WHAT NEEDS TO BE DONE: Copy all of the records below word for word, leaving out the pictures.

AVAILABLE RECORDS:
○ ○ ○ ○
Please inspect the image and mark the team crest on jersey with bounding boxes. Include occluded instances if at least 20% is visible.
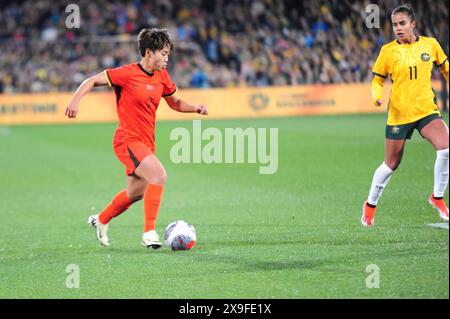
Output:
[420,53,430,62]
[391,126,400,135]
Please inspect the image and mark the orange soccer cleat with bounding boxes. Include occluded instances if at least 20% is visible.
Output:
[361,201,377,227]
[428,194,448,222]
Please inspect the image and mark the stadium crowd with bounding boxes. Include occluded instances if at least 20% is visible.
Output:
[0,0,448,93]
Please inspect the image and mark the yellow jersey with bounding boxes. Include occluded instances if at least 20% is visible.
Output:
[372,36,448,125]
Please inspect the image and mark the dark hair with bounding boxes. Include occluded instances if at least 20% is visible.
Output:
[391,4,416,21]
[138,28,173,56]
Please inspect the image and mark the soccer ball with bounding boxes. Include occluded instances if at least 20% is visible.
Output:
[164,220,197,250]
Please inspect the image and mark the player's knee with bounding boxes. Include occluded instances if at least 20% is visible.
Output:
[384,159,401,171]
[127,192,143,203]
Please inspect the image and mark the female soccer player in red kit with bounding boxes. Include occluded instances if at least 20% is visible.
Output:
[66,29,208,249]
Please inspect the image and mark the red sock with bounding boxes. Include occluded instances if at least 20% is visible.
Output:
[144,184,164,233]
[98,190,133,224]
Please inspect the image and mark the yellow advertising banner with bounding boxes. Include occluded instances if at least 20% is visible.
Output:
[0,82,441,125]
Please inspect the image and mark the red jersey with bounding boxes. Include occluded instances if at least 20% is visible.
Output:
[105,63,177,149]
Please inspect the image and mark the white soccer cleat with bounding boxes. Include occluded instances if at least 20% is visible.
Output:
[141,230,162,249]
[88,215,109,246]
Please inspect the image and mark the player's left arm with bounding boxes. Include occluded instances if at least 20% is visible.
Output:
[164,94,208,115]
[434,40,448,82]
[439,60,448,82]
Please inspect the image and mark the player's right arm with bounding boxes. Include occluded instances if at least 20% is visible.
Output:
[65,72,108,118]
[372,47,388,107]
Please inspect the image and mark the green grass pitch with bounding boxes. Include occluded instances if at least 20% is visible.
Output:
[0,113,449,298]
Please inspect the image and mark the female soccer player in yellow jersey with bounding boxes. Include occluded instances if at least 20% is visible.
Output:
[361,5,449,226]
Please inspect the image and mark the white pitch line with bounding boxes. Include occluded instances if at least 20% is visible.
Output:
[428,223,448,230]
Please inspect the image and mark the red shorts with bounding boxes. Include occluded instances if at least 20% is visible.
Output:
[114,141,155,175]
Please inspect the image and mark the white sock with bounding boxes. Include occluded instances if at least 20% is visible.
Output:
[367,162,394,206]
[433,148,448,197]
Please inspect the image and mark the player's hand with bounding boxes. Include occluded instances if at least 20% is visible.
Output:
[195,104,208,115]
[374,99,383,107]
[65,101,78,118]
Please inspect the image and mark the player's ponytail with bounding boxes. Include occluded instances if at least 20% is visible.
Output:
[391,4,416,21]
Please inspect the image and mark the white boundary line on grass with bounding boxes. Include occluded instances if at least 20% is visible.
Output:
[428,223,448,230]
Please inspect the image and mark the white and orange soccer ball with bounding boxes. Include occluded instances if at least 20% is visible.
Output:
○ ○ ○ ○
EXERCISE SOLUTION:
Please inspect the image and mark the team crest on jersey with bounding boxes. Include occluded instances if at least 20% is visible.
Output:
[420,53,430,62]
[391,126,400,135]
Please inspect the image and mark the orange soccer cleat with bounding boxes. Include occluded instances if at least 20% is visible.
Output:
[361,201,377,227]
[428,194,448,222]
Please inspect the image and mark the stadium crowd with bounding boxes. Include occluded instances if at least 20% is visible.
Output:
[0,0,448,93]
Please inspect the image and mark the yellow jersey with bounding boxes. Include occluded instances if at least 20% is visible.
Output:
[372,36,448,125]
Please inspect the image and mark the dark hair with bounding boxes. Include occluded instances if at least 20% is visible.
Output:
[391,4,416,21]
[138,28,173,56]
Please inspect the image and mark the soccer ball with bounding boxes. Include occluded instances if at least 20% is visible.
Output:
[164,220,197,250]
Please inspect the image and mark the player's knee with bounding boxes. Include occluded instances if at least 20% is visible.
Output:
[384,159,401,171]
[127,192,143,203]
Please inspect the image and mark the female soccer player in red kit with bounding boxes. Include occluded instances if at least 20% is visible.
Output:
[66,29,208,249]
Please inspect the image and mark the red sock with bounding boxes. Include occluded instances if at least 20% is visible.
Output:
[144,184,164,233]
[98,190,133,224]
Please inspect the image and mark the yellow advertising banner with bounding boxes. Include occluded instances if at least 20% is visible.
Output:
[0,82,441,125]
Please inspect the image and mark the red jersey with bounding boxes. Include occluded instances if at least 20% is visible.
Output:
[105,63,177,149]
Please inspect the image and mark the white soccer cleat with bounding boxes. Include occluded instances if at least 20% is visible.
Output:
[141,230,162,249]
[88,215,109,246]
Please inspect the image and mark the player's left arm with bounding boxes. Include occluded instances if at least 20% is visible.
Output:
[164,94,208,115]
[434,40,448,82]
[439,60,448,82]
Please inspect the image and mark the player's right arm with bounding boxes. Include occluded instances if at least 20% is visible.
Output:
[65,72,108,118]
[372,47,388,107]
Please inspect the image and mark the green grass pitch with bounding boxes. Include occluded instances if at least 20% is visible.
Output:
[0,113,449,298]
Please inspect the image and mark the female soccer player in yellow jersey with bounding boxes. Include occluded instances if at least 20% is visible.
Output:
[361,5,449,226]
Please inspect the image and mark the white pitch line with bounding boxes. Include occluded instances if at least 20% is visible.
Output:
[428,223,448,230]
Please inspect the image and mark the red shorts with bounding boxes. Include occluded instances if at least 20% is visible.
Output:
[114,141,155,175]
Please inspect the image and mark the white sock with bounding boxes. Include occluded instances if at least 20% is visible.
Output:
[367,162,394,206]
[433,148,448,197]
Please inspect the image and mark the player's hand with bounding boxes. Include occluded instances if at least 20% is visible.
Output:
[195,104,208,115]
[374,99,383,107]
[65,101,78,118]
Please inspect the image and mark the player's ponytail with bounding boxes. Include occluded instances if at least 20% is visible.
Output:
[391,4,416,21]
Please inspect the image and mark the white boundary line on grass with bounding boxes. Include occluded instances if at least 20% is visible.
Output:
[428,223,448,230]
Please inspect the image and mark the white and orange soccer ball with bounding boxes. Include occluded instances if at least 20% is visible.
Output:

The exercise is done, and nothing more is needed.